Texte fourni:
========
ARABIE SAOUDITE - ANNIVERSAIRE
Salman bin Abdulaziz Al Saud, le dernier des grands fils

Né le 31 décembre 1935 à Riyad, Salman bin Abdulaziz Al Saud incarne à lui seul la mémoire institutionnelle et politique du royaume saoudien, traversant les époques comme un trait d'union vivant entre la fondation tribale de l'État et sa projection brutale dans la modernité du XXIe siècle. Il fête aujourd'hui ses 90 ans.
Sa venue au monde intervient trois ans seulement après la proclamation officielle du Royaume d'Arabie saoudite par son père, le roi Abdulaziz. Il est le vingt-cinquième fils du fondateur, mais surtout l'un des sept garçons nés de l'union stratégique et féconde entre le roi et Hassa bint Ahmed Al Sudairi. Ce groupe, connu sous le nom des "Sept Sudairis", constituera plus tard le pôle de pouvoir le plus influent au sein de la famille royale, une véritable force politique interne qui façonnera l'histoire du pays pendant plus d'un demi-siècle.
L'enfance de Salman se déroule dans le palais Murabba, une structure de briques de boue qui contraste singulièrement avec le futurisme de verre et d'acier qu'il contribuera à ériger. Son éducation est celle, classique et rigoureuse, des princes de son rang, dispensée à l'École des Princes établie par son père. Il y reçoit une formation centrée sur la religion, la mémorisation du Coran qu'il achève à l'âge de dix ans, et les rudiments de la gestion des affaires tribales. Cette éducation, bien que traditionnelle, lui inculque très tôt le sens de la discipline et de la hiérarchie, des valeurs qui deviendront les piliers de sa méthode de gouvernement. Il grandit dans l'ombre tutélaire de son père, observant les mécanismes complexes de la diplomatie du désert, faite d'alliances matrimoniales, de distribution de largesses et de justice expéditive. C'est dans ce creuset que se forge sa compréhension intime des équilibres précaires qui maintiennent l'unité du royaume.
========
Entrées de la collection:
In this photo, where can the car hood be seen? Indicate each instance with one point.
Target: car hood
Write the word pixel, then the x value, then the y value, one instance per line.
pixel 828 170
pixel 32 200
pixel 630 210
========
Consigne A:
Répondez aux questions suivantes d'après le texte sur Salman bin Abdulaziz Al Saud :
(i) À quelle date et dans quelle ville est-il né ?
(ii) Comment s'appelle sa mère ?
(iii) À quel âge a-t-il achevé la mémorisation du Coran ?
Consigne B: Prolongez le texte sur Salman bin Abdulaziz Al Saud en reprenant après sa dernière phrase.
Les lignes de données ne sont pas nécessaires pour ce travail.

Réponse attendue A:
(i) Le 31 décembre 1935, à Riyad.
(ii) Hassa bint Ahmed Al Sudairi.
(iii) À l'âge de dix ans.

Réponse attendue B:
Sa vie privée, bien que protégée par les hauts murs de la discrétion wahhabite, révèle les stratégies d'alliances propres à la dynastie. Il épouse en premières noces sa cousine Sultana bint Turki Al Sudairi, décédée en 2011, avec qui il aura la majorité de ses enfants, dont le prince Fahd et le prince Ahmed, mais aussi Sultan, le premier astronaute arabe, et Abdulaziz, futur ministre de l'Énergie. Il contractera d'autres unions, notamment avec Fahda bint Falah Al Hithlain, mère de Mohammed bin Salman, son futur héritier. La tragédie marquera également son parcours personnel avec la perte prématurée de deux de ses fils, Fahd et Ahmed, des épreuves qui renforceront son image de patriarche stoïque et résilient. Sa santé, objet de spéculations récurrentes, notamment après un accident vasculaire cérébral et une opération du dos, n'a jamais semblé entamer sa détermination à tenir les rênes, bien que cela ait accéléré la délégation de pouvoirs vers sa descendance directe dans ses dernières années.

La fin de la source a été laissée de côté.